● Article
# # # # # # #

Saturday, February 27, 2010

Reappropriating Parable: recovery to interrogate the ideology of slavery and absolute submission in the parables

Ancient Roman slavery ideology that required absolute submission and unyielding loyalty from slaves and freedpersons is reflected in the New Testament.  These reflections of the social reality of slavery and slave ideology are not limited to Pauline texts.  But the Pauline and deuteropauline texts that mandate the submission of slaves and women certainly have evoked creative responses from African Americans, forcing us either to reinterpret oppressive texts or to find refuge, affirmation, and hope in other, more liberating texts.
      Confronted with the potential obstacle of [slave and woman] oppressive Pauline texts, African American women appropriated other texts to support God's call on their lives....
      Certainly, many Pauline texts are ostensibly antithetical to the claims of Gal. 3:28 and have been used to oppress women and others.  But the Pauline texts are not the only texts that reinscribe and fail to challenge prevailing ancient slavery stereotypes and ideologies.  For example, several parables in the Synoptic Gospels reinscribe ancient slave ideology.  The parables about slave-master relationships promote proper servile behavior and condone severe punishment of noncompliant slaves.
      Why is there not as much indignation [of African Americans] expressed toward slave language in the Gospels as in the Pauline texts?  Jennifer Glancy makes a helpful point:  "Slavery in the parables typically functions metaphorically, representing the Christian's relationship to God.  Perhaps because of this theological displacement, New Testament scholars have been slow to interrogate the ideology of slavery in the parables." ....

# # # # # # #

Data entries
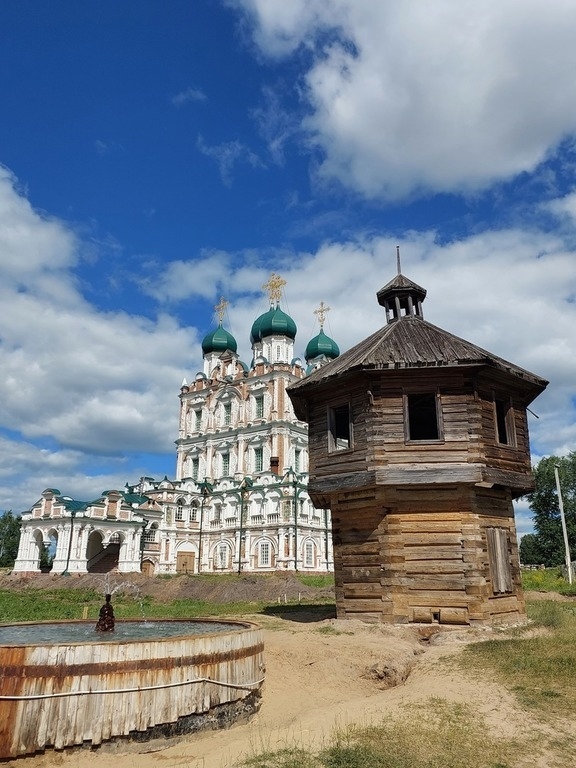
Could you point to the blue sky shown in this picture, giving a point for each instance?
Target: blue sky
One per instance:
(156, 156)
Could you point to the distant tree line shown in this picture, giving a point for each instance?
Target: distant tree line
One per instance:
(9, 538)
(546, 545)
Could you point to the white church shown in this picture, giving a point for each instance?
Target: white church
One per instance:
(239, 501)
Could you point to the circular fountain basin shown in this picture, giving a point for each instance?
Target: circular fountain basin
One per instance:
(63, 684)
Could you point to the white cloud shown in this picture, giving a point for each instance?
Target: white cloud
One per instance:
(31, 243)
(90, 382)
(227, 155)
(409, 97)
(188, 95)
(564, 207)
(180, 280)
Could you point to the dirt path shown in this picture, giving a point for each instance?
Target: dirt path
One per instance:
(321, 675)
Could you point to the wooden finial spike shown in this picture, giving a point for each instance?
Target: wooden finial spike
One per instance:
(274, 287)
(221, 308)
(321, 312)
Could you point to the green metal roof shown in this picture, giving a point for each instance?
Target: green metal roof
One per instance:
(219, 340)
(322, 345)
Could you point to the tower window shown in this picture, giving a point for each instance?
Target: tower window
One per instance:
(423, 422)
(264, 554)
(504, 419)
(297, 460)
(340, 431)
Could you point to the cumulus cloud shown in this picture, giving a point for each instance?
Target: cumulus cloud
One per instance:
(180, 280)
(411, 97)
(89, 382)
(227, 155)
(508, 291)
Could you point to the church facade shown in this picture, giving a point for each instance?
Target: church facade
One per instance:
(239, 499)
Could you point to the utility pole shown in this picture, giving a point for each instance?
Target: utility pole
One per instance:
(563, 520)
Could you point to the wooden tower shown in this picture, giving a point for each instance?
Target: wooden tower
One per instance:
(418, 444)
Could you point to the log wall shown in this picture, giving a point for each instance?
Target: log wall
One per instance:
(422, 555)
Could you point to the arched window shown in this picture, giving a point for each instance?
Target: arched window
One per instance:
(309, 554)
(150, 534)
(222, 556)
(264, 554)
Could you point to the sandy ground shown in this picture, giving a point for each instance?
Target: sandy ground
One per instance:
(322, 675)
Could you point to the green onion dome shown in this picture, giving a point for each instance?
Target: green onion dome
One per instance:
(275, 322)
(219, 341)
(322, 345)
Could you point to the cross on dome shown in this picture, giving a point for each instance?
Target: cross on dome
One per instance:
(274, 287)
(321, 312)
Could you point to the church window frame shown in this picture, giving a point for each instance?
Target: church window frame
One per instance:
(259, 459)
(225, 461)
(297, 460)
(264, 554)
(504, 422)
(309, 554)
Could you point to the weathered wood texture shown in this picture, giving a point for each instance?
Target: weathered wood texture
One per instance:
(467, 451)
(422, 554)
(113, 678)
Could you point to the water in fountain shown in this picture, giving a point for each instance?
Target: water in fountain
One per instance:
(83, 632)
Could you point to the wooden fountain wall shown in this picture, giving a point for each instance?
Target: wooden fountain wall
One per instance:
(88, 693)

# # # # # # #

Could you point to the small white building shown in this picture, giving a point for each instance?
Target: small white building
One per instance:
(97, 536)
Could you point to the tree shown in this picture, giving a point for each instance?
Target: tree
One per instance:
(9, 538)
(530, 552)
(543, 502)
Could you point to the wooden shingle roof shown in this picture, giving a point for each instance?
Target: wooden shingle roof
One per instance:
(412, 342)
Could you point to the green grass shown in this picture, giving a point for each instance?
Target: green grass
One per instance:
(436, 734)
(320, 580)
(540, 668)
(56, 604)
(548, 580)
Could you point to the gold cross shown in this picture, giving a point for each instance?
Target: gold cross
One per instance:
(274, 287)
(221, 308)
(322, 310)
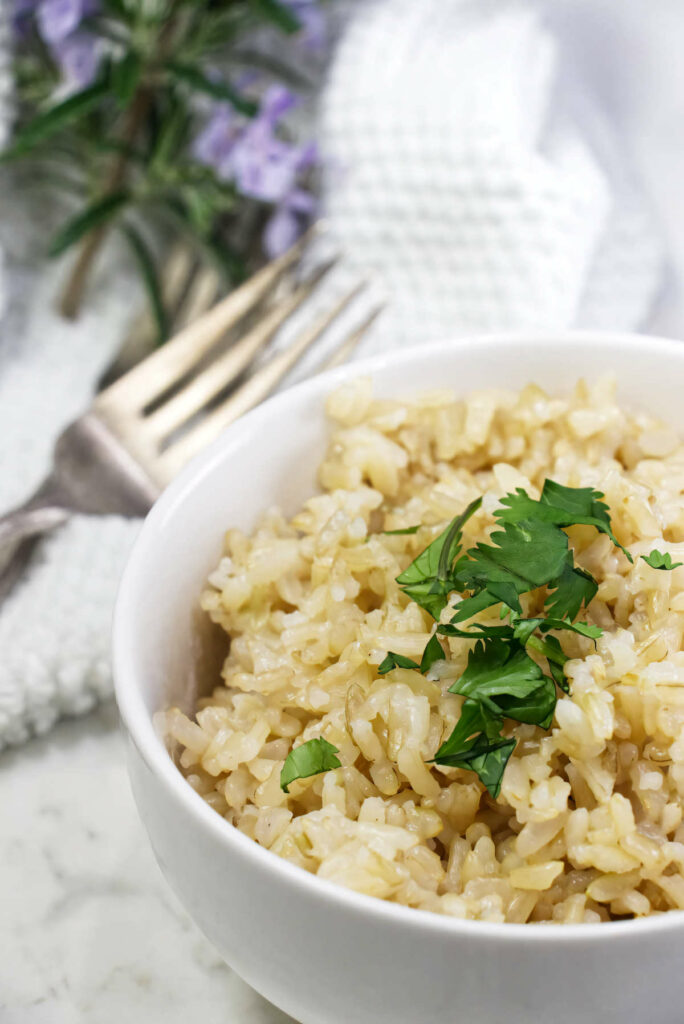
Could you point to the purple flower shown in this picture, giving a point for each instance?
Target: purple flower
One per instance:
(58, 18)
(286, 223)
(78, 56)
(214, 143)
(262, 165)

# # # # # # #

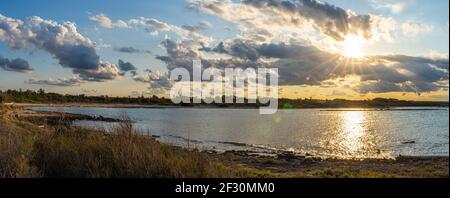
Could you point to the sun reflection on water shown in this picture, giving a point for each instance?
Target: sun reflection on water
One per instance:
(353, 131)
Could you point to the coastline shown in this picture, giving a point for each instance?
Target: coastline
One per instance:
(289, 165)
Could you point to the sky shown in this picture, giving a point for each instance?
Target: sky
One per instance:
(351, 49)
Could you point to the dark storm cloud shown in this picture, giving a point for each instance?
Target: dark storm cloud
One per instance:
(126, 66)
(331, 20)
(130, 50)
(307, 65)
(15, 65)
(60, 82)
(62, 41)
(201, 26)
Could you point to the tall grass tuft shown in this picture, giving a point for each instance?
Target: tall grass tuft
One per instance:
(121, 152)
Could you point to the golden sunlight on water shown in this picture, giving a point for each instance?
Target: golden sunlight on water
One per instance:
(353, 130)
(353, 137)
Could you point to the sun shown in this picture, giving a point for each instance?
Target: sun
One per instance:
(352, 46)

# # # # # # #

● Short exercise
In the post on slavery in the parables, restate the paragraph beginning "Certainly, many Pauline texts" as a short bulleted list that keeps its main facts. These data entries have no connection to the post above.

● Finished task
- Many Pauline texts appear to contradict Gal. 3:28 and have been used to oppress women and others.
- Pauline texts are not the only ones that reinscribe ancient slavery stereotypes and ideologies without challenging them.
- Several parables in the Synoptic Gospels also reinscribe ancient slave ideology.
- Parables about slave-master relationships promote proper servile behavior and condone severe punishment of noncompliant slaves.